_Quoted passage_:
- Opening Delimiter -
Abstract
Background
A description of energy-based genitourinary non-surgical devices (energy-based devices) safety data is outlined given their rapid adoption.
Objectives
The authors sought to describe adverse events for energy-based devices in the Manufacturer and User Facility Device Experience database and to compare with similar devices and other subspecialty applications. We hypothesized that products with genitourinary applications had similar adverse events to dermatologic or general surgery applications.
Methods
The authors used Reed Tech Navigator to compile adverse events reports for all registered energy-based devices. Individual adverse events reports associated with (1) non-ablative, (2) fractionated, (3) unfractionated, (4) radiofrequency, and (5) hybrid laser technologies were categorized. Adverse event characteristics were compared among genitourinary applications (n = 39) and other subspecialty applications within the same devices (n = 79).
Results
Eighteen manufacturers were identified, which collectively manufacture 43 products with genitourinary applications. Thirty-nine genitourinary adverse events were reported and isolated to 6 manufacturers with 11 products, of which 82% (n = 32) were injuries, 15% (n = 6) were device malfunction, and 3% (n = 1) were related to improper maintenance. Local treatment reactions were the most commonly reported injury (62%, n = 21). Adverse events varied by device type, with CO2 lasers having more burns and radiofrequency devices having higher rates of sensation loss. Comparing similar technology types, genitourinary energy-based devices had the fewest adverse events reports per device in the Manufacturer and User Facility Device Experience database.
Conclusions
Adverse events were reported for one-quarter of the products currently available, and most were local treatment reactions. The reporting of adverse events is equal to that of other subspecialties, suggesting similar risk profiles. Improved reporting is needed to fully evaluate the safety of individual energy-based devices.
Level of Evidence: 4
See the Commentary on this article here.
Laser technology is an evolving tool in gynecology. Carbon dioxide (CO2) lasers were invented in the 1960s, and by 2000, low-energy minimally invasive lasers were utilized in dermatology. In 2013, fractionated CO2 lasers were cleared for utilization by the FDA for “incision, excision, ablation, vaporization, and coagulation of body soft tissues” in gynecology and other specialties.1 In the past few years, dozens of laser manufacturers have filed for 510(k) FDA clearance of energy-based devices. These devices frequently employ the same programable console unique to each manufacturer, with different site-specific removable handpieces for energy delivery across different applications. Newer devices employ fractionation, non-ablative, and radiofrequency techniques to allow for cutaneous or epithelial treatments with lower energy. Initial studies on fractionated CO2 lasers have demonstrated histologic and symptomatic improvement of vaginal atrophy by stimulating fibroblastic growth, collagen biosynthesis, and extracellular matrix restoration with organized collagen fibers of the vaginal epithelium.2,3 Event reporting of newer fractionated lasers has decreased in superficial scarring, discoloration, and pain compared with ablative techniques.4-6
In 2018, the FDA issued a warning that safety and effectiveness had not been established for vaginal “rejuvenation” devices or aesthetic genitourinary applications, cautioning physicians and manufacturers against such indications.7 They cited reports of adverse events, including burns, dyspareunia, and pain, and established a registry to improve reporting.
- Closing Delimiter -
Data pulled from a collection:
- Opening Delimiter -
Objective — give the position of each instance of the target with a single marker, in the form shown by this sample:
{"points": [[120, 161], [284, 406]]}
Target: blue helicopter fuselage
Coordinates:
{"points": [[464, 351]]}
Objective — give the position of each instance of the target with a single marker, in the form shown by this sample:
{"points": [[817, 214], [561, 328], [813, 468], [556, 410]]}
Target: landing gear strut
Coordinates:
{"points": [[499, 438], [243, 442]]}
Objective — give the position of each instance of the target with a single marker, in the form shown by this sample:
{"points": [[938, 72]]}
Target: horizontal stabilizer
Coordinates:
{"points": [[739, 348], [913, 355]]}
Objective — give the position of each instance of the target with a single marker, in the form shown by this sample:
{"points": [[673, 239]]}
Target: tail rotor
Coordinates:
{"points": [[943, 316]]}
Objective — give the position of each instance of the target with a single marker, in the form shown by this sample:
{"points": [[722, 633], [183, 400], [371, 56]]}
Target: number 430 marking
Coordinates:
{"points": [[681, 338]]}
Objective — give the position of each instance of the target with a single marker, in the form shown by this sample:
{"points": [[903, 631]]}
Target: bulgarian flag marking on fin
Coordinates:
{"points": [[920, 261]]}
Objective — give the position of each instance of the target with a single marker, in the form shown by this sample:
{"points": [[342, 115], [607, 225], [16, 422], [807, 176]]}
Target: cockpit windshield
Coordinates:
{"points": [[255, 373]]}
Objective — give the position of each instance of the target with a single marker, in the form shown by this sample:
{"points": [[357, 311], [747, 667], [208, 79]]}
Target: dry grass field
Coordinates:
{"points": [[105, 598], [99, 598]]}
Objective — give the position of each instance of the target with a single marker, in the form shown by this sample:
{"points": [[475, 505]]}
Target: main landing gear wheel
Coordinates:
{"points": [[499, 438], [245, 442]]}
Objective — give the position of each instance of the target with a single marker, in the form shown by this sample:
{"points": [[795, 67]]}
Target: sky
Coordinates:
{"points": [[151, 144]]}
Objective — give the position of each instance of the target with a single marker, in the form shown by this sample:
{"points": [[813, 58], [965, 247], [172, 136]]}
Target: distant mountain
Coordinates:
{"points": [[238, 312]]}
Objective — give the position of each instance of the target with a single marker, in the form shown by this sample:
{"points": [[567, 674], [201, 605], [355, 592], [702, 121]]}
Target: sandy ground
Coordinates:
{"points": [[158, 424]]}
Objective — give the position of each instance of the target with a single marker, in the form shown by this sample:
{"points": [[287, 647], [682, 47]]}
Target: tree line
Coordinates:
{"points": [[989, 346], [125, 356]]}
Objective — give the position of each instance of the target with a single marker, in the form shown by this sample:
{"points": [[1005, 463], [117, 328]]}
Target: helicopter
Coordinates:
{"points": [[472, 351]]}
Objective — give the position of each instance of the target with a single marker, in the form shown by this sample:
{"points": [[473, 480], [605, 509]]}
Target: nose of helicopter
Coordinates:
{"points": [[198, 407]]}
- Closing Delimiter -
_Prompt 1_:
Can you copy out the passage from the article on energy-based genitourinary devices, beginning at the words "Conclusions" and stopping after "this article here."?
_Prompt 2_:
Could you sum up the article on adverse events with energy-based genitourinary devices in two sentences?

_Response area 1_:
Conclusions
Adverse events were reported for one-quarter of the products currently available, and most were local treatment reactions. The reporting of adverse events is equal to that of other subspecialties, suggesting similar risk profiles. Improved reporting is needed to fully evaluate the safety of individual energy-based devices.
Level of Evidence: 4
See the Commentary on this article here.

_Response area 2_:
Using the Manufacturer and User Facility Device Experience database, the authors found 39 genitourinary adverse events tied to 11 products from 6 manufacturers, most of them injuries, with local treatment reactions the most common. Genitourinary energy-based devices had the fewest reports per device among similar technology types, their reporting matched that of other subspecialties, and the authors called for improved reporting to fully evaluate device safety.